Point-per-instance localization data
* * *
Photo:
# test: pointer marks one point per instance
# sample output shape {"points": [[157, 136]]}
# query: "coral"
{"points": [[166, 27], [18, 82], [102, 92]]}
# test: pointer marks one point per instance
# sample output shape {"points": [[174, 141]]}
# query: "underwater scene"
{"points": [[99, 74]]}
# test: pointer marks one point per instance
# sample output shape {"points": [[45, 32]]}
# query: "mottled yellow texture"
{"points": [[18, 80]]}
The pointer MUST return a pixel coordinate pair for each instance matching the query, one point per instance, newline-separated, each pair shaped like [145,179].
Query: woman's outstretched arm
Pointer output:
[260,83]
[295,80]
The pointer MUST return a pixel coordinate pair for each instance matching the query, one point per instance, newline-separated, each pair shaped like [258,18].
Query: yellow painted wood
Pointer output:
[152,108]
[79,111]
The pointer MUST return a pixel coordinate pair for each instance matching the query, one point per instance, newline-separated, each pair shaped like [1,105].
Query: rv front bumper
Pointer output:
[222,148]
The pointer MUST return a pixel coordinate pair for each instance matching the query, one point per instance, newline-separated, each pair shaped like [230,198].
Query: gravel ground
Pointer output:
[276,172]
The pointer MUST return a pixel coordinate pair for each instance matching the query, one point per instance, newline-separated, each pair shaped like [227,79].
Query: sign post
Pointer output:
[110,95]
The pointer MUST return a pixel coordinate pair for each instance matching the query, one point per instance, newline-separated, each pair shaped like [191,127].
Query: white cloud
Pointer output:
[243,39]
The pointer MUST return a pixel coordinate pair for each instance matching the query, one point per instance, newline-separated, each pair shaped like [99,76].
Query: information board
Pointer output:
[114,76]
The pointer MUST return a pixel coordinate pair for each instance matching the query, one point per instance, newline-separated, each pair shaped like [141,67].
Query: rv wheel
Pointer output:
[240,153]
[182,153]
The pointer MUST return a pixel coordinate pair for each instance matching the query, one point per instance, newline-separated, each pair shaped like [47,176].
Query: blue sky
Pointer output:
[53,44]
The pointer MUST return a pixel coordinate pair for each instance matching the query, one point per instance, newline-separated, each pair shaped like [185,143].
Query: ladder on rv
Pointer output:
* * *
WHAT THE TASK ASKS
The answer is the data above, retyped exactly in full.

EXERCISE RESPONSE
Photo:
# test: pointer marks one point per instance
# sample output shape {"points": [[157, 136]]}
# query: "coral"
{"points": [[166, 27], [18, 82], [102, 92]]}
# test: pointer marks one point per instance
# sample output shape {"points": [[174, 141]]}
# query: "underwater scene"
{"points": [[99, 74]]}
# test: pointer marks one point per instance
# sample output shape {"points": [[45, 32]]}
# query: "mottled yellow texture"
{"points": [[18, 80]]}
The pointer MUST return a pixel coordinate pair for each instance matching the query, one point per instance, newline-separated, each pair shaped like [145,179].
Query: woman's outstretched arm
Pointer output:
[260,83]
[295,80]
The pointer MUST return a pixel coordinate pair for each instance matching the query, one point per instance, newline-separated, each pair shaped like [258,18].
Query: yellow painted wood
Pointer output:
[152,108]
[79,111]
The pointer MUST return a pixel coordinate pair for each instance matching the query, one point per instance, newline-separated, each pair shaped like [1,105].
Query: rv front bumper
Pointer output:
[222,148]
The pointer MUST return a pixel coordinate pair for each instance matching the query, one point per instance, newline-separated, each pair shaped like [230,198].
Query: gravel ground
Pointer output:
[276,172]
The pointer MUST return a pixel coordinate pair for each instance matching the query, one point per instance, newline-separated, each pair shaped like [227,79].
Query: sign post
Pointer output:
[110,95]
The pointer MUST return a pixel coordinate pair for each instance matching the query, one point per instance, newline-separated, each pair shaped like [191,127].
Query: white cloud
Pointer output:
[243,39]
The pointer MUST return a pixel coordinate pair for each instance matching the query, one point per instance, newline-separated, each pair shaped like [99,76].
Query: information board
Pointer output:
[114,76]
The pointer MUST return a pixel coordinate pair for each instance matching the query, one point per instance, newline-separated, each pair shaped like [141,67].
Query: rv wheel
Pointer output:
[240,153]
[182,153]
The pointer MUST return a pixel coordinate pair for each instance matching the query, one point per instance, newline-separated, each pair shaped like [47,176].
Query: blue sky
Pointer output:
[53,44]
The pointer MUST return a pixel coordinate pair for each instance matching the query, one point per instance, newline-separated, each pair shaped like [185,143].
Query: ladder on rv
Pointer output:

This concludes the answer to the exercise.